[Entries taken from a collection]
[Start of Attachment]

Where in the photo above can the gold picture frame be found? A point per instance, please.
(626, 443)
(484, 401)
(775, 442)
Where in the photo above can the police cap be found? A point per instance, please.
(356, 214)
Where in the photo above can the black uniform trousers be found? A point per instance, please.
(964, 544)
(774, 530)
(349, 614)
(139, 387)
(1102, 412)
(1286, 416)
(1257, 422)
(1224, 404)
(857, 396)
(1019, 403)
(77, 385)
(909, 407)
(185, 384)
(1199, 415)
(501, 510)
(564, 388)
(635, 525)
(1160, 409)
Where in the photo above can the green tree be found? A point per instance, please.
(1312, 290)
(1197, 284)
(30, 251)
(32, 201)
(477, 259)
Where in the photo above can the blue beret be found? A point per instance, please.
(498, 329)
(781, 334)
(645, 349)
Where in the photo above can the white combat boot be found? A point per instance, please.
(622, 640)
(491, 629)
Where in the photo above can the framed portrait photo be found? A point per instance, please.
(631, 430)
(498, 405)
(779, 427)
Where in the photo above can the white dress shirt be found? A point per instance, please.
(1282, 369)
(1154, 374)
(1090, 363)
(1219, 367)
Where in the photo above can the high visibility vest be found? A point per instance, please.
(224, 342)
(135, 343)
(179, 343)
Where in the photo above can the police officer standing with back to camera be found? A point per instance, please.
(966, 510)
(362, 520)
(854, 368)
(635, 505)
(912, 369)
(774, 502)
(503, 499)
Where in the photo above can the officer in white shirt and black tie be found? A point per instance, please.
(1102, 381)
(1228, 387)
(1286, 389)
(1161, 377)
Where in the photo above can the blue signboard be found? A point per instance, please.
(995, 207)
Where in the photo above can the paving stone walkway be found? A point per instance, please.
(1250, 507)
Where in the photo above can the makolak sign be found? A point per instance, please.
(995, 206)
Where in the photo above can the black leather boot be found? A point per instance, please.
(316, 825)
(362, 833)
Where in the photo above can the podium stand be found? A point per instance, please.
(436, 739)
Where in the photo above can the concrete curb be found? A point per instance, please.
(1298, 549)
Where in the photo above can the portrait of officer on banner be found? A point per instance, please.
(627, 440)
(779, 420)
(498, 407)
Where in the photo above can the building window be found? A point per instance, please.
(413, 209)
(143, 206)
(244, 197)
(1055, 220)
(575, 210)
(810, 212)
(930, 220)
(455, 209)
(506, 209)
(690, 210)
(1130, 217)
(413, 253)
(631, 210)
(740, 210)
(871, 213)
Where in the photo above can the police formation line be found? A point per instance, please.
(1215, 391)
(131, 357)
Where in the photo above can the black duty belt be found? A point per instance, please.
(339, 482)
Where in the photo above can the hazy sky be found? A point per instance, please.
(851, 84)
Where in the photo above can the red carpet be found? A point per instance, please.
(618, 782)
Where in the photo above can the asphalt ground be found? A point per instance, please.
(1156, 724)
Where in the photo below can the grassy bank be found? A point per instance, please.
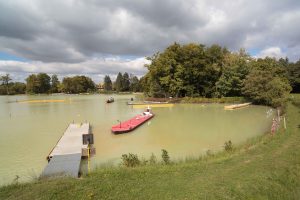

[End of Attachment]

* Task directions
Copy out every entry above word for word; omit the images.

* Problem solution
Where in the photo above can the gold picture frame be found? A point per instance, please.
(626, 443)
(484, 401)
(775, 442)
Where in the photo above can the police cap be found? A point per instance, please.
(356, 214)
Where in the photo above can the black uniform trousers be found? A point per instance, please.
(964, 544)
(774, 530)
(349, 614)
(139, 387)
(1102, 412)
(1286, 416)
(1257, 422)
(1224, 404)
(857, 396)
(1019, 403)
(77, 385)
(909, 407)
(185, 384)
(1199, 415)
(501, 510)
(564, 388)
(635, 525)
(1160, 409)
Where in the photo above can the green tree be found? A point per instance, please.
(1312, 290)
(1197, 284)
(30, 251)
(32, 201)
(477, 259)
Where in the photo above can the blue beret be found? A point per instance, please.
(498, 329)
(781, 334)
(645, 349)
Where in the photo above can the white combat boot be found? A point per instance, please.
(622, 640)
(491, 629)
Where in the photo above can the framed portrait photo be found? A point per instance, please.
(631, 430)
(498, 405)
(779, 427)
Where in the photo above can the white dress shirt be found? A point per instance, please.
(1282, 369)
(1154, 374)
(1090, 363)
(1219, 367)
Where in the photo above can the high visibility vest be found? A point per instance, please.
(224, 342)
(135, 343)
(179, 343)
Where in the photo above can the police officer standing with back to camera be found? A point per instance, please.
(966, 510)
(362, 520)
(854, 368)
(635, 505)
(912, 369)
(774, 502)
(503, 499)
Where in the photo above can the officer in white shirt and black tie be found? A point per instance, please.
(1102, 381)
(1228, 387)
(1286, 389)
(1161, 377)
Where in the photo above can the blue signboard be found? A point per instance, please.
(995, 207)
Where in the photo above can the paving stone walkway be found? A point per instance, please.
(1250, 507)
Where in the photo above can the makolak sign be found? A point per instance, please.
(995, 206)
Where in the photo above can the black leather boot be found? A point per instance, please.
(316, 825)
(362, 833)
Where in the photo above can the podium stand be found? A point per instance, please.
(436, 739)
Where in the photo above can the concrete curb be found? A point per instance, please.
(1298, 549)
Where in the photo above can the portrait of officer on banner be found? A point per instance, please.
(627, 440)
(779, 420)
(498, 407)
Where in the photo above can the building window be found? A point per instance, please.
(413, 209)
(143, 206)
(244, 197)
(1055, 220)
(575, 210)
(810, 212)
(930, 220)
(455, 209)
(506, 209)
(690, 210)
(1130, 217)
(413, 253)
(631, 210)
(740, 210)
(871, 213)
Where in the photo above can the police formation line be found? A point per instance, please.
(1215, 391)
(131, 357)
Where in the photo above can the black duty belt be found? A point per instance, please.
(339, 482)
Where in the photo above can the hazy sky be found? A point per instance, please.
(851, 84)
Where in the photo above can the red carpet be found? A point per instance, please.
(618, 782)
Where in the photo above can the asphalt ground be found? A point per instance, please.
(1156, 724)
Where in the photo below can the grassy bank be found? A point per instance, please.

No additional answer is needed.